### What the exercise asks
Copy the data below line for line, without changing anything. Leave out the pictures.

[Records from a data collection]

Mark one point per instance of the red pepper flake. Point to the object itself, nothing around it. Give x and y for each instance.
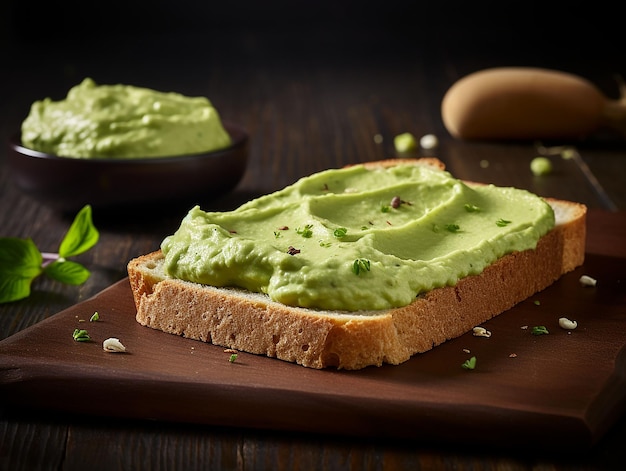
(293, 250)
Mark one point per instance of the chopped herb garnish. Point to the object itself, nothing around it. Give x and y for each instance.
(469, 364)
(21, 261)
(360, 265)
(306, 232)
(81, 335)
(340, 232)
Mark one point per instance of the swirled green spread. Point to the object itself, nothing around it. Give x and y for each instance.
(121, 122)
(356, 238)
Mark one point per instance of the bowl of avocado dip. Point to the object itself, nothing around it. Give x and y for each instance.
(116, 145)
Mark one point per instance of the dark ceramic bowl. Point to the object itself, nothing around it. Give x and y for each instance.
(68, 183)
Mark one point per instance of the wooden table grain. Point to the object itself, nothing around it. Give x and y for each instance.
(308, 105)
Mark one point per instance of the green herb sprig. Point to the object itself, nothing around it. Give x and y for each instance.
(21, 261)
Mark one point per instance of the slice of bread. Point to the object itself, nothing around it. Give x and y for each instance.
(251, 322)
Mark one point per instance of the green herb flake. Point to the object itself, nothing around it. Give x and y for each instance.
(360, 265)
(471, 208)
(340, 232)
(469, 364)
(502, 222)
(306, 232)
(81, 335)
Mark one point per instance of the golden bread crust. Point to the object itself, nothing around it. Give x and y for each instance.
(251, 322)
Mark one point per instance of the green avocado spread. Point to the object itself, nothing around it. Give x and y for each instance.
(357, 239)
(121, 122)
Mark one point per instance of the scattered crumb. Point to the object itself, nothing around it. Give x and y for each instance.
(113, 345)
(586, 280)
(481, 332)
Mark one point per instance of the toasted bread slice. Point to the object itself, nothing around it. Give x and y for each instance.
(252, 322)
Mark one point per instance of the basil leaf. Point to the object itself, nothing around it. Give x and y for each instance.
(81, 236)
(20, 264)
(68, 272)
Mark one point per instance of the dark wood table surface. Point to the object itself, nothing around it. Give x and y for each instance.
(309, 103)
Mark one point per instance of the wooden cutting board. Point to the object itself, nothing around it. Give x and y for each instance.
(566, 387)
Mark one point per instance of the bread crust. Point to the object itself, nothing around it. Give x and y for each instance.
(253, 323)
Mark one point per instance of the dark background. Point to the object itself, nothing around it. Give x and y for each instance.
(47, 47)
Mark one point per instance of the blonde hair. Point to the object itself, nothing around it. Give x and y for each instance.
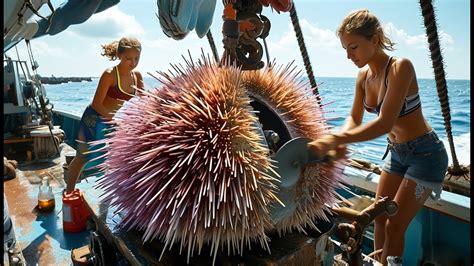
(362, 22)
(114, 49)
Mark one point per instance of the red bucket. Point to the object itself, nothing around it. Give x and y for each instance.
(75, 213)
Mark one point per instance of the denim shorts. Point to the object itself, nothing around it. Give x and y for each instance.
(423, 160)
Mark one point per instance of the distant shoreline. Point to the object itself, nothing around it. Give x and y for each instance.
(59, 80)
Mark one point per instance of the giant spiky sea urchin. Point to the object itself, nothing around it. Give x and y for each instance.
(291, 100)
(188, 163)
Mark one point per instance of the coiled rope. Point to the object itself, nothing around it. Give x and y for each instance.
(429, 20)
(213, 45)
(304, 52)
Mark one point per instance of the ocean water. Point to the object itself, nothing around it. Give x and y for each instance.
(337, 95)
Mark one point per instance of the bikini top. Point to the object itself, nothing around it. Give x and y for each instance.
(116, 90)
(412, 102)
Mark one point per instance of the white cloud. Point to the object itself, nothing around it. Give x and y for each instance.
(314, 37)
(420, 41)
(111, 23)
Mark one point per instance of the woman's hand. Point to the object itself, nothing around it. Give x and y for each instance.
(323, 145)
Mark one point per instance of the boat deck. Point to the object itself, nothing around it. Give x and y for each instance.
(40, 235)
(292, 249)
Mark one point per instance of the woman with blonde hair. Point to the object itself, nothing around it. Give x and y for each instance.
(116, 85)
(417, 159)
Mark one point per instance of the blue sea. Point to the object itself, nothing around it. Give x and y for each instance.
(337, 94)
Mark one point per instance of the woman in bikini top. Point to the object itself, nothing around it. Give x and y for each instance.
(112, 91)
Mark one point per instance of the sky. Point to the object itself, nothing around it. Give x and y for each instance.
(76, 51)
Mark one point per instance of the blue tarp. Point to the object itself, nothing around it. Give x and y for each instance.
(72, 12)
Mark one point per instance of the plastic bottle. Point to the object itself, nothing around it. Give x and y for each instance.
(46, 201)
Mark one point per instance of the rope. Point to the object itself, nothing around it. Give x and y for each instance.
(437, 61)
(304, 52)
(213, 45)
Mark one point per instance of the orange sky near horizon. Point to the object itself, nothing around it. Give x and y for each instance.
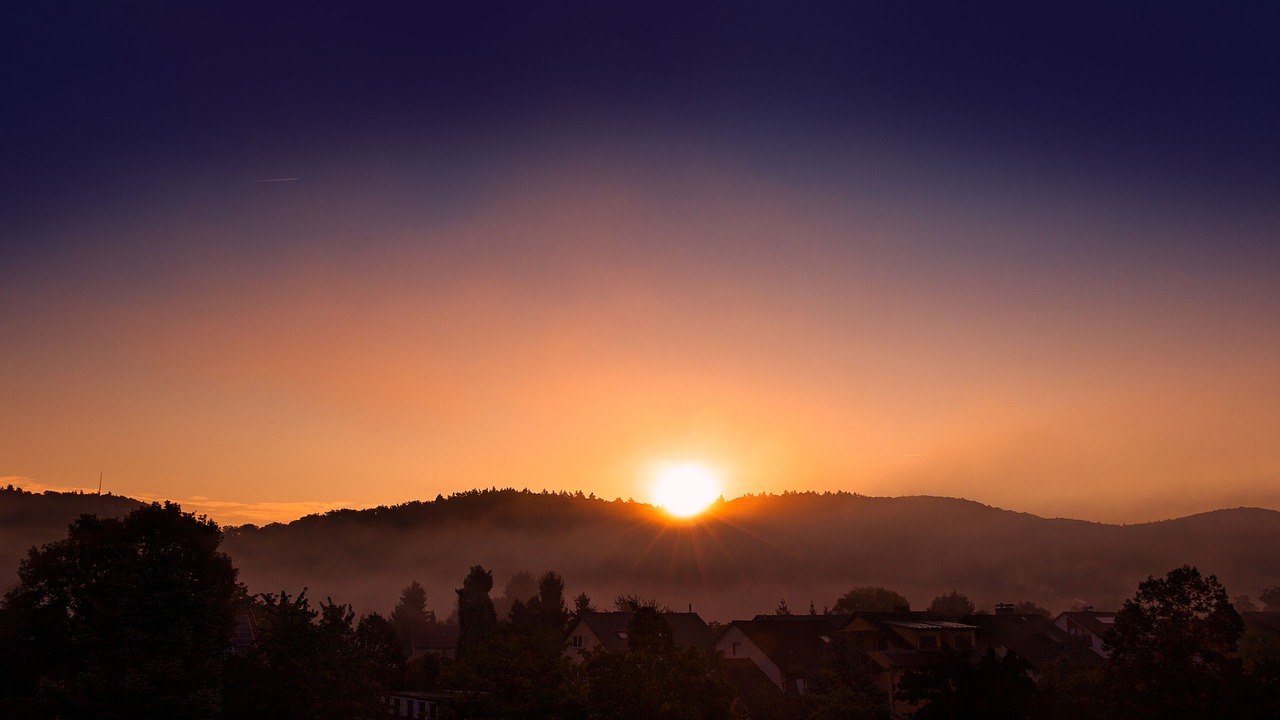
(579, 326)
(266, 261)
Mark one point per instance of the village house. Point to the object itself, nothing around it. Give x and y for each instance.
(608, 630)
(1088, 628)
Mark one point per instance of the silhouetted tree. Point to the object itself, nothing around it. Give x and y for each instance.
(382, 645)
(583, 604)
(306, 662)
(954, 688)
(1171, 648)
(520, 588)
(476, 616)
(632, 601)
(1243, 604)
(1029, 607)
(124, 618)
(952, 604)
(869, 600)
(410, 616)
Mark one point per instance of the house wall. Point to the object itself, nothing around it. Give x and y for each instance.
(580, 641)
(735, 643)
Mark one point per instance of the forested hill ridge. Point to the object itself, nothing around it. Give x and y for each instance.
(743, 556)
(31, 519)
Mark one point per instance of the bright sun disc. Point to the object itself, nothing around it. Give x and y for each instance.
(685, 488)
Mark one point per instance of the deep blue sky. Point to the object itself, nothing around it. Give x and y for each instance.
(1020, 253)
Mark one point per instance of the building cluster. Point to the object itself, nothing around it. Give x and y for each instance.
(773, 657)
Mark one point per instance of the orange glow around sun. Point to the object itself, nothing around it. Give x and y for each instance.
(685, 488)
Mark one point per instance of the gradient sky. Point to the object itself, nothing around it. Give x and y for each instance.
(1029, 258)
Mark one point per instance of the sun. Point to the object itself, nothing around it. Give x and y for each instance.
(685, 488)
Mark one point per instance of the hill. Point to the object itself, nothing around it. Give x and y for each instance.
(748, 554)
(30, 519)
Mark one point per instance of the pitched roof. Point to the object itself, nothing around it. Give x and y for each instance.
(755, 691)
(1266, 621)
(688, 629)
(1033, 638)
(1097, 623)
(836, 621)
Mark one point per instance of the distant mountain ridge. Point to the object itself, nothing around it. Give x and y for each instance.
(740, 559)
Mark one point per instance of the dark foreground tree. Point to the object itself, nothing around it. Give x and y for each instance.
(126, 618)
(654, 678)
(952, 604)
(954, 688)
(478, 620)
(517, 668)
(1171, 648)
(410, 616)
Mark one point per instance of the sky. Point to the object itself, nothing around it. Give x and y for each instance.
(272, 260)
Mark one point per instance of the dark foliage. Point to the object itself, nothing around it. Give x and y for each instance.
(410, 616)
(869, 600)
(952, 604)
(656, 679)
(1173, 648)
(123, 619)
(954, 688)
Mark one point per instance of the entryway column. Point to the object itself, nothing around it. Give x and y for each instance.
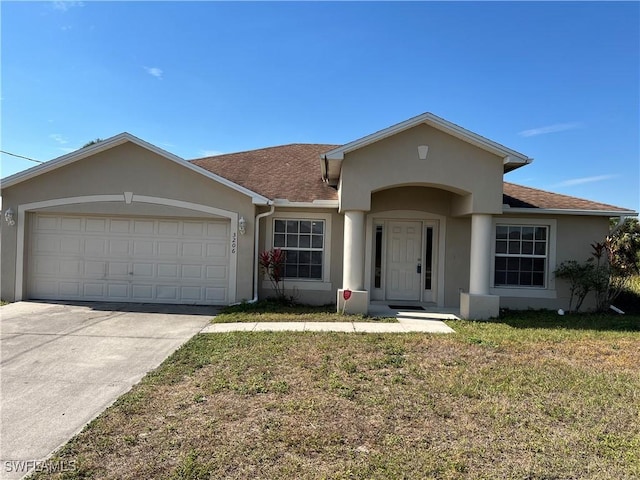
(480, 254)
(353, 264)
(353, 270)
(478, 304)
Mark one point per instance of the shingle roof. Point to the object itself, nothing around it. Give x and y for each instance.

### Response to this exercise
Mark one point per instance of the red pepper flake. Point to the object itself, nothing around it. Give x and y for each instance.
(293, 250)
Mark one point per instance of the chopped herb garnish. Point to the object itself, nothing around it. Give x and y for each instance.
(469, 364)
(21, 261)
(360, 265)
(306, 232)
(81, 335)
(340, 232)
Mark one point per instance of the swirled green spread. Point to the object itself, nothing around it. Give x and y for each instance.
(121, 122)
(356, 238)
Mark one point per instance of the bowl of avocado dip. Point to the object itself, nothing around it. Give x and y for each instance.
(116, 145)
Mark one point per instance of the dark ceramic bowl. Point to the object itself, nothing around it. Give x and y for each instance.
(68, 183)
Mark one point per instance of the wooden table grain. Point to the object itself, nothing around it. Give x and y for each instance.
(308, 105)
Mark one point per instance of the green herb sprig. Point to the object itself, nothing around it. Give x and y for each instance.
(21, 261)
Mark one point per instance of the slice of bread. Point to the object itself, nothing around it. Give x and y for each instance.
(251, 322)
Mark one point per instance of the green herb flake. Point to the object itself, nothing around it. Give x and y for each instance.
(360, 265)
(471, 208)
(340, 232)
(469, 364)
(502, 222)
(306, 232)
(81, 335)
Mark one point per instance of the golden bread crust. Point to the object itself, nothing around it. Give x and y for each instance.
(251, 322)
Mark one point per instance of the green avocado spread. Point to the object itself, nothing around it. Give x and y for each instance.
(357, 239)
(121, 122)
Mark one point per instance of the scattered crumb. Point to the object itself, nothing around it. Give x and y for each instance.
(113, 345)
(586, 280)
(481, 332)
Mark one point per instance of the toasted bread slice. Point to the object itself, nothing around it. Give x and y for each instance.
(252, 322)
Mark one point per instance of the basil leaf. Point to the object itself, nothing around it. Give x and y for each instance.
(81, 236)
(20, 264)
(68, 272)
Mark one point per instance of the dark wood table surface. Point to the object itself, nothing around it. Give x and y for each instance.
(309, 103)
Mark one point per instance of the wooden cutting board. Point to the object itself, nothing around it. Give x and y for each instance.
(566, 387)
Mark one point per instance of the bread crust. Point to the object itself, nothing around it. Give x and y for each instance.
(253, 323)
Mark one point per instance of the dark background. Point to the object itself, nothing around it. Give x and y for each instance.
(47, 47)
Mark one point per instance of the blonde hair. Point to the object itself, nothing around it. Give x and y for each instance.
(362, 22)
(114, 49)
Mark one point per instance of the red bucket. Point to the object itself, nothing around it. Give x and y for each instance.
(75, 213)
Mark one point per instance of the denim shorts. Point to the object itself, nothing around it. Give x and y for each instance.
(423, 160)
Mark one point per instance of the distant shoreline. Point to the object itself, nothing around it. Give x and y for each instance.
(59, 80)
Mark one point per instance of the giant spiky sea urchin. Point to the object itself, nothing around it. Give x and y for each instance.
(291, 100)
(188, 163)
Mark one point per instance of the coiled rope. Point to the object itself, nothing around it. Give x and y for each instance.
(429, 20)
(213, 45)
(304, 52)
Mark one point per instance of the ocean water. Point to the object itself, nothing around it. Give x and y for each instance.
(337, 95)
Mark one point per instance of the bikini top. Point to the object itself, nothing around it. Give x and y for each instance.
(116, 90)
(412, 102)
Mark one point per instance of the white cloud. Point to the object itself, nothing around it. Give x and y for each instance.
(314, 37)
(420, 41)
(111, 23)
Mark one point per instance of the woman's hand. Point to the object itself, nothing around it. Give x and y for each instance.
(323, 145)
Mark one point per instance of the boat deck. Point to the object itself, nothing around it. Give x and y for each instance.
(40, 235)
(292, 249)
Mark one point per instance of the woman with blonde hair. Point to the object itself, nothing around it. Give x and y for each instance.
(116, 85)
(417, 159)
Mark one point per instance of the blue sea. Point to the object itself, nothing around it. Give x and y for each instance.
(337, 94)
Mark one point per instance of the woman in bikini top. Point to the object itself, nothing around it. Give x and y for each instance.
(112, 91)
Mark one point per instance of the sky. Point to the object itself, nothing around it. Give x and y for each instance.
(76, 51)
Mark one point per instance of the blue tarp. Point to the object itself, nothing around it. Give x and y for each instance.
(72, 12)
Mark one point per instance of the plastic bottle. Point to the object itself, nothing around it. Give x and y for each instance.
(46, 201)
Mark one point per instance of the rope. Point to the object itself, nothing around it. Give x and y for each instance.
(437, 61)
(304, 52)
(213, 45)
Mark one point per instance of the orange sky near horizon. Point to the object itself, nothing around it. Give x and y for each instance.
(579, 326)
(266, 261)
Mark one point per instance of the village house. Point to the object itself, nothing around it. Give x and y for each instance.
(608, 630)
(1088, 628)
Mark one point per instance of the silhouetted tree. Point to the object itself, nothing around it. Give x and y for each instance.
(382, 645)
(583, 604)
(306, 662)
(954, 688)
(1171, 648)
(520, 588)
(476, 616)
(632, 601)
(1243, 604)
(1029, 607)
(124, 618)
(952, 604)
(869, 600)
(410, 616)
Mark one point per instance of the house wall. Point to the object itself, nothing around it. Give x and y for each instance.
(580, 641)
(735, 643)
Mark one point per instance of the forested hill ridge. Point to the object itself, nothing around it. Give x and y for each instance.
(743, 556)
(31, 519)
Mark one point per instance of the bright sun disc. Point to the object itself, nothing around it. Give x and y for each instance.
(685, 488)
Mark one point per instance of the deep blue sky. Point to the object itself, nothing around it. Give x and y for each instance.
(1020, 253)
Mark one point per instance of the building cluster. Point to the object itself, nothing around it. Give x and y for each instance.
(773, 657)
Mark one point per instance of the orange glow around sun. Point to the object itself, nothing around it. Give x and y for each instance.
(685, 488)
Mark one point per instance of the gradient sky. Point to the object itself, nothing around it. Give x and y for each instance.
(1029, 258)
Mark one point per instance of the sun. Point to the object itself, nothing around it. Give x and y for each instance.
(685, 488)
Mark one point per instance of the hill. Point to the object itself, nothing around it. Give x and y for each instance.
(748, 554)
(30, 519)
Mark one point per instance of the pitched roof. Point to the object itself, nothing around it. Give x and y for each instance.
(755, 691)
(1266, 621)
(688, 629)
(1033, 638)
(1097, 623)
(836, 621)
Mark one point per instance of the distant mountain ridge. Point to the object itself, nothing around it. Give x and y for each instance.
(740, 559)
Mark one point per instance of the dark foreground tree. Point to the object itself, nothing around it. Give x and y for each instance.
(126, 618)
(654, 678)
(952, 604)
(954, 688)
(478, 620)
(517, 668)
(1171, 648)
(410, 616)
Mark one point per instance of the sky. Point to the object itself, nothing around it. Give x and y for each instance.
(272, 260)
Mark one point per instance of the dark foliage. Point to the object itself, nothing around it. Give x and y for each instance.
(410, 616)
(869, 600)
(952, 604)
(656, 679)
(1173, 648)
(123, 619)
(954, 688)
Mark one point per instance of the entryway column. Point to the object itself, nothing around it. Give x and y for each instance.
(480, 254)
(353, 264)
(353, 270)
(478, 304)
Mark one point per instance of the shingle roof. Point to the object itself, nothing around it. Give x and y for each instance.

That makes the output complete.